Task brief: Identify each line in the items below that contains the string "square", and copy those lines. Case counts.

Record list:
:::::
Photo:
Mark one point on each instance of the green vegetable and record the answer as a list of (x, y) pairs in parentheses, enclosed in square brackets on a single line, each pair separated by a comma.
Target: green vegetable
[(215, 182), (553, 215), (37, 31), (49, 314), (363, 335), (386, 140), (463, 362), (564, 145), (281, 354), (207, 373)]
:::::
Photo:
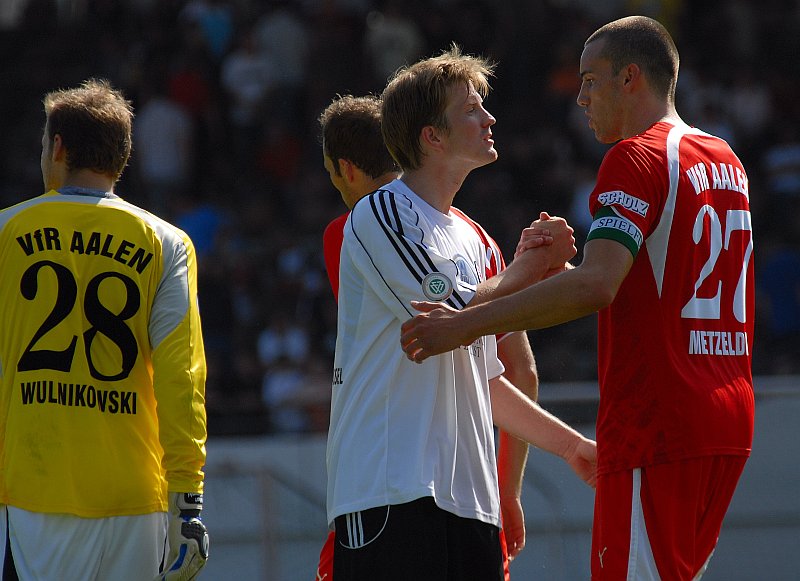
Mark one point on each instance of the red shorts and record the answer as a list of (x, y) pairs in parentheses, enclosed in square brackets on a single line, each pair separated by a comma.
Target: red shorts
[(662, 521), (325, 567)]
:::::
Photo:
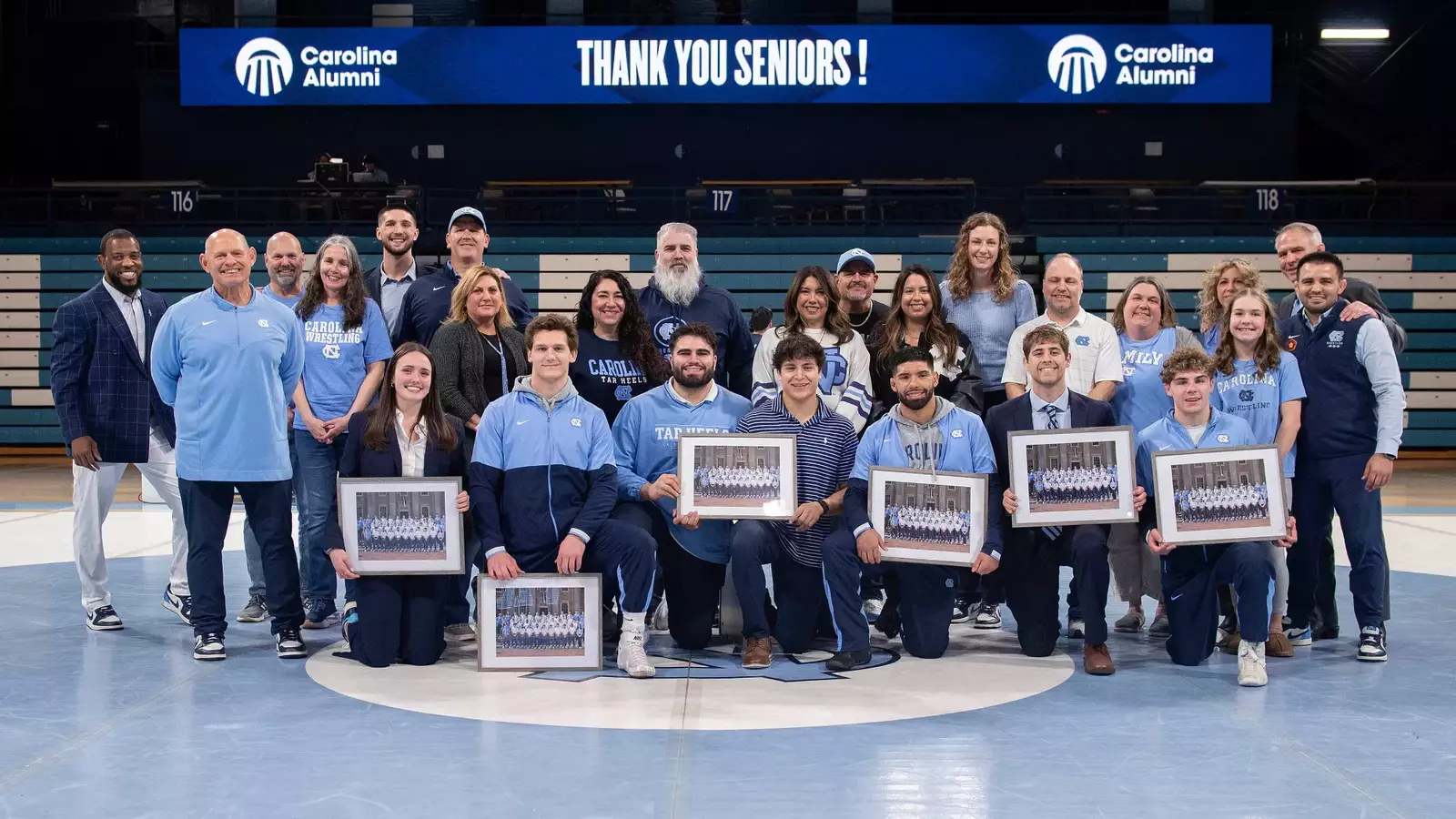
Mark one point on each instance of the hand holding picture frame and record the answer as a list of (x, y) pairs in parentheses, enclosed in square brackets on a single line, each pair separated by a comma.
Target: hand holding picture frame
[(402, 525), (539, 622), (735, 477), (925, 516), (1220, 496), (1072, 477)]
:::::
The solution:
Mark one point on each instance of the green vegetable and record the answer as a list of (x, y) pairs in parentheses, enclosed in square brackets on a single line, each pair separated by a comma.
Mark one point on each instance of the red shorts and record the answer as a list of (x, y) pairs in parentheses, enclosed in square brackets on a single line, each pair separated by a comma.
Mark one point on each instance of the hand holding picture frame and record the answer as a list of (x, y) pairs in parentheses, enclosed in square brackets on a single line, each pair separated by a comma.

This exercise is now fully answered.